Task to complete —
Reproduce word for word the part of the passage about Julia that runs from "Calmly laying down" to "him into Monmouth.".

start Excerpted passage

Much was made of Julia’s physique by the locals. She was 6 feet tall and “muscular in proportion to her size.” She may have inherited her build from her mother, Sarah, who had spent two years touring with a circus. Sarah, or “Madam Moxley, the English Giantess,” was billed as the “largest woman in the world.”

Julia’s size served her well on at least one occasion. A traveling salesman arrived in town and spent some time at the saloon. By the time he came to Tozer’s Livery he was feeling the effects of the alcohol he had consumed. He hired Julia to take him to neighboring Monmouth, two miles west of Baldwin. On the way the man said some things that Julia considered “a trifle out of place.”

Calmly laying down the reins, Julia grasped her customer by the nape of the neck and his trousers and pitched him head first into the mud. Turning the team around in the middle of the road, she headed back to Baldwin. The salesman had to walk over a mile on muddy roads to the nearest farmhouse, where the farmer hitched up a team and took him into Monmouth.

end Excerpted passage
start Supplied data

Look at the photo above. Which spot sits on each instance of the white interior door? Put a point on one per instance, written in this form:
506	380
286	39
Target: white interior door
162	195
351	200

end Supplied data

Answer for the task —
Calmly laying down the reins, Julia grasped her customer by the nape of the neck and his trousers and pitched him head first into the mud. Turning the team around in the middle of the road, she headed back to Baldwin. The salesman had to walk over a mile on muddy roads to the nearest farmhouse, where the farmer hitched up a team and took him into Monmouth.